§ EXERCISE OBJECTIVE
Omit the pictures and return every entry exactly as written.
++++
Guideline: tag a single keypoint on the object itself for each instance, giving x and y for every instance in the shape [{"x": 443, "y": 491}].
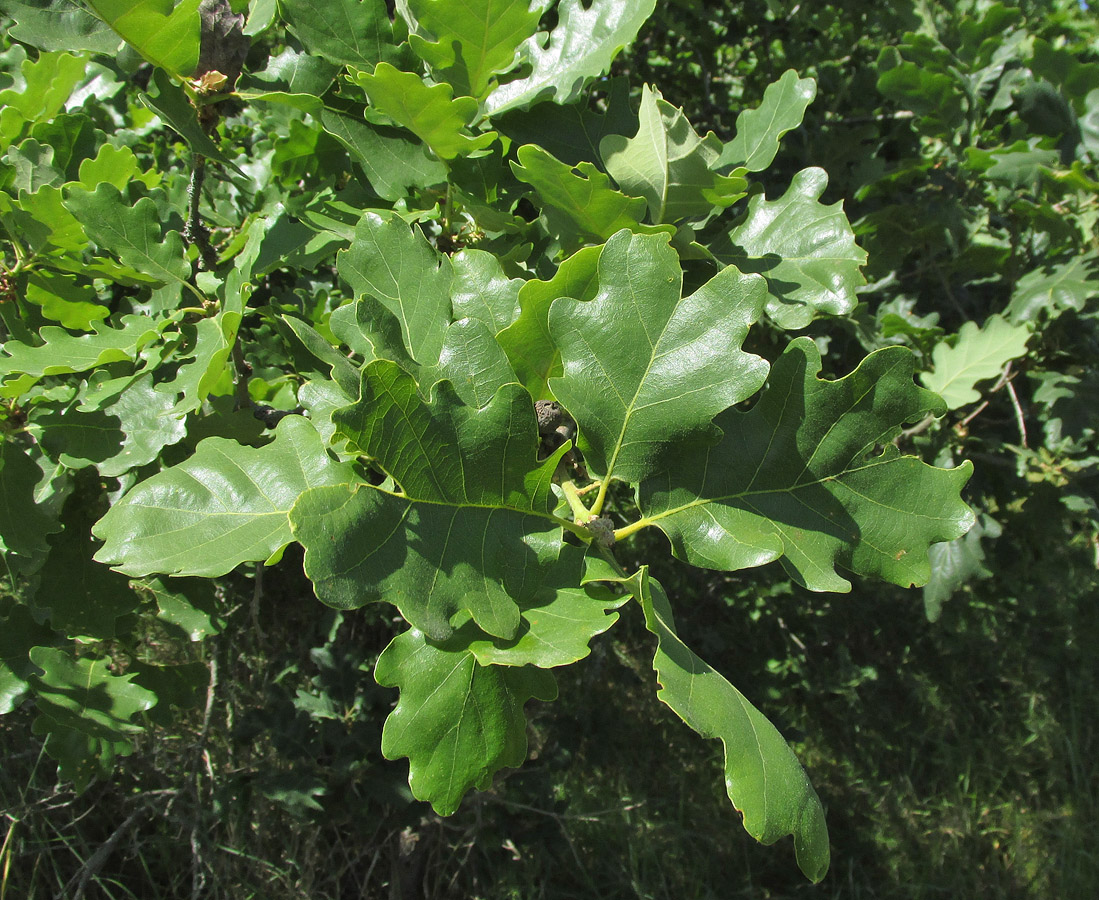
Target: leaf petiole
[{"x": 580, "y": 513}]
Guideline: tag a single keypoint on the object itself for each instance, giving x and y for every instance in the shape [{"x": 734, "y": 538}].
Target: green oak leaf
[
  {"x": 352, "y": 32},
  {"x": 579, "y": 48},
  {"x": 805, "y": 250},
  {"x": 341, "y": 369},
  {"x": 578, "y": 202},
  {"x": 32, "y": 166},
  {"x": 59, "y": 25},
  {"x": 1054, "y": 288},
  {"x": 188, "y": 604},
  {"x": 133, "y": 233},
  {"x": 554, "y": 633},
  {"x": 763, "y": 777},
  {"x": 759, "y": 131},
  {"x": 47, "y": 229},
  {"x": 47, "y": 84},
  {"x": 573, "y": 133},
  {"x": 483, "y": 291},
  {"x": 370, "y": 330},
  {"x": 978, "y": 354},
  {"x": 393, "y": 163},
  {"x": 173, "y": 104},
  {"x": 954, "y": 563},
  {"x": 85, "y": 712},
  {"x": 64, "y": 353},
  {"x": 457, "y": 722},
  {"x": 225, "y": 506},
  {"x": 931, "y": 95},
  {"x": 19, "y": 633},
  {"x": 526, "y": 341},
  {"x": 432, "y": 113},
  {"x": 63, "y": 298},
  {"x": 669, "y": 165},
  {"x": 129, "y": 432},
  {"x": 799, "y": 477},
  {"x": 473, "y": 41},
  {"x": 82, "y": 600},
  {"x": 395, "y": 264},
  {"x": 468, "y": 530},
  {"x": 645, "y": 368},
  {"x": 165, "y": 32},
  {"x": 25, "y": 524},
  {"x": 473, "y": 362}
]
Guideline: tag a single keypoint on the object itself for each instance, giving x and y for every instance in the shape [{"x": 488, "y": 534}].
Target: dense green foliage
[{"x": 313, "y": 330}]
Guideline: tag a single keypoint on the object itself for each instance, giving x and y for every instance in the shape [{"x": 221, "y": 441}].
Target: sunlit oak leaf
[
  {"x": 526, "y": 341},
  {"x": 64, "y": 353},
  {"x": 86, "y": 713},
  {"x": 978, "y": 354},
  {"x": 133, "y": 233},
  {"x": 468, "y": 528},
  {"x": 353, "y": 32},
  {"x": 456, "y": 721},
  {"x": 164, "y": 32},
  {"x": 646, "y": 369},
  {"x": 396, "y": 265},
  {"x": 578, "y": 202},
  {"x": 669, "y": 165},
  {"x": 473, "y": 41},
  {"x": 802, "y": 477},
  {"x": 761, "y": 130},
  {"x": 224, "y": 506},
  {"x": 805, "y": 250},
  {"x": 580, "y": 47}
]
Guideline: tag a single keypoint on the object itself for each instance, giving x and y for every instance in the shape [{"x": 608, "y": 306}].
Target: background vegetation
[{"x": 954, "y": 756}]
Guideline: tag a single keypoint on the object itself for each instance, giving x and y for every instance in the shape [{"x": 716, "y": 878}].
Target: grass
[{"x": 954, "y": 759}]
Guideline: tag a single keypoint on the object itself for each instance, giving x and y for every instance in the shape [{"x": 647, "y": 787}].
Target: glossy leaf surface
[
  {"x": 805, "y": 250},
  {"x": 579, "y": 48},
  {"x": 978, "y": 355},
  {"x": 669, "y": 165},
  {"x": 224, "y": 506},
  {"x": 632, "y": 355},
  {"x": 801, "y": 477},
  {"x": 468, "y": 531}
]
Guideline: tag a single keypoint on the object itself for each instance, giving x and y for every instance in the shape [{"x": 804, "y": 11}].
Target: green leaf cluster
[{"x": 407, "y": 296}]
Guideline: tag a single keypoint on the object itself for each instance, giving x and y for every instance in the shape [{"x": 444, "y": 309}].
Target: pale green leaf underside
[
  {"x": 225, "y": 506},
  {"x": 473, "y": 41},
  {"x": 353, "y": 32},
  {"x": 132, "y": 233},
  {"x": 395, "y": 264},
  {"x": 669, "y": 165},
  {"x": 64, "y": 353},
  {"x": 977, "y": 355},
  {"x": 799, "y": 477},
  {"x": 432, "y": 560},
  {"x": 578, "y": 202},
  {"x": 164, "y": 32},
  {"x": 470, "y": 529}
]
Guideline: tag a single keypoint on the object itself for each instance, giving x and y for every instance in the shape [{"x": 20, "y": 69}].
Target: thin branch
++++
§ EXERCISE ANSWER
Guideline: tag a single keypoint on the object itself for each instance, giving x and y for every instance in the shape [{"x": 443, "y": 491}].
Target: leaf petiole
[{"x": 580, "y": 513}]
Guideline: tag a single keypoint on the object itself for each instance, giving x and y for every instance in the shape [{"x": 734, "y": 538}].
Target: green oak leaf
[
  {"x": 352, "y": 32},
  {"x": 579, "y": 48},
  {"x": 805, "y": 250},
  {"x": 341, "y": 369},
  {"x": 578, "y": 202},
  {"x": 32, "y": 166},
  {"x": 59, "y": 25},
  {"x": 1054, "y": 288},
  {"x": 188, "y": 604},
  {"x": 133, "y": 233},
  {"x": 554, "y": 633},
  {"x": 763, "y": 777},
  {"x": 759, "y": 131},
  {"x": 47, "y": 229},
  {"x": 47, "y": 84},
  {"x": 573, "y": 133},
  {"x": 483, "y": 291},
  {"x": 370, "y": 330},
  {"x": 978, "y": 354},
  {"x": 393, "y": 163},
  {"x": 173, "y": 104},
  {"x": 954, "y": 563},
  {"x": 85, "y": 712},
  {"x": 64, "y": 353},
  {"x": 457, "y": 722},
  {"x": 225, "y": 506},
  {"x": 931, "y": 95},
  {"x": 19, "y": 633},
  {"x": 526, "y": 341},
  {"x": 432, "y": 113},
  {"x": 63, "y": 298},
  {"x": 669, "y": 165},
  {"x": 129, "y": 432},
  {"x": 799, "y": 477},
  {"x": 473, "y": 41},
  {"x": 82, "y": 600},
  {"x": 395, "y": 264},
  {"x": 468, "y": 530},
  {"x": 645, "y": 368},
  {"x": 165, "y": 32},
  {"x": 25, "y": 524},
  {"x": 473, "y": 362}
]
Guideline: tag a single keypoint on the object itself for each instance, giving x and y for every instance in the shape [{"x": 488, "y": 534}].
Target: dense green foliage
[{"x": 313, "y": 330}]
Guideline: tag a single keypoint on the object itself for each instance, giving x and y for every instance in the shape [{"x": 221, "y": 441}].
Target: sunlit oak leaf
[
  {"x": 526, "y": 341},
  {"x": 64, "y": 353},
  {"x": 86, "y": 713},
  {"x": 978, "y": 354},
  {"x": 133, "y": 233},
  {"x": 468, "y": 528},
  {"x": 353, "y": 32},
  {"x": 456, "y": 721},
  {"x": 164, "y": 32},
  {"x": 646, "y": 369},
  {"x": 396, "y": 265},
  {"x": 578, "y": 202},
  {"x": 669, "y": 165},
  {"x": 473, "y": 41},
  {"x": 802, "y": 477},
  {"x": 761, "y": 130},
  {"x": 224, "y": 506},
  {"x": 805, "y": 250},
  {"x": 580, "y": 47}
]
Guideline: tag a single keypoint on the object itself for each instance, giving x and y for every instance in the shape [{"x": 608, "y": 306}].
Target: background vegetation
[{"x": 954, "y": 756}]
Guideline: tag a single keypoint on the object itself for each instance, giving x and y for every instance in the shape [{"x": 716, "y": 878}].
Target: grass
[{"x": 954, "y": 759}]
Guideline: tag a single keypoint on the object itself for each instance, giving x and y for every instance in the shape [{"x": 647, "y": 787}].
Target: glossy leaf surface
[
  {"x": 805, "y": 250},
  {"x": 579, "y": 48},
  {"x": 978, "y": 355},
  {"x": 669, "y": 165},
  {"x": 224, "y": 506},
  {"x": 632, "y": 355},
  {"x": 801, "y": 477},
  {"x": 468, "y": 531}
]
Guideline: tag a single keypoint on the object itself for each instance, giving x and y for every instance in the shape [{"x": 804, "y": 11}].
Target: green leaf cluster
[{"x": 407, "y": 296}]
Guideline: tag a single keypoint on the object itself for each instance, giving x and y for every instance in the shape [{"x": 444, "y": 309}].
Target: pale green leaf underside
[
  {"x": 225, "y": 506},
  {"x": 473, "y": 41},
  {"x": 353, "y": 32},
  {"x": 132, "y": 233},
  {"x": 395, "y": 264},
  {"x": 669, "y": 165},
  {"x": 64, "y": 353},
  {"x": 977, "y": 355},
  {"x": 799, "y": 477},
  {"x": 432, "y": 560},
  {"x": 578, "y": 202},
  {"x": 164, "y": 32},
  {"x": 470, "y": 529}
]
Guideline: tag a single keypoint on the object itself for each instance, giving x and y for every instance in the shape [{"x": 20, "y": 69}].
Target: thin branch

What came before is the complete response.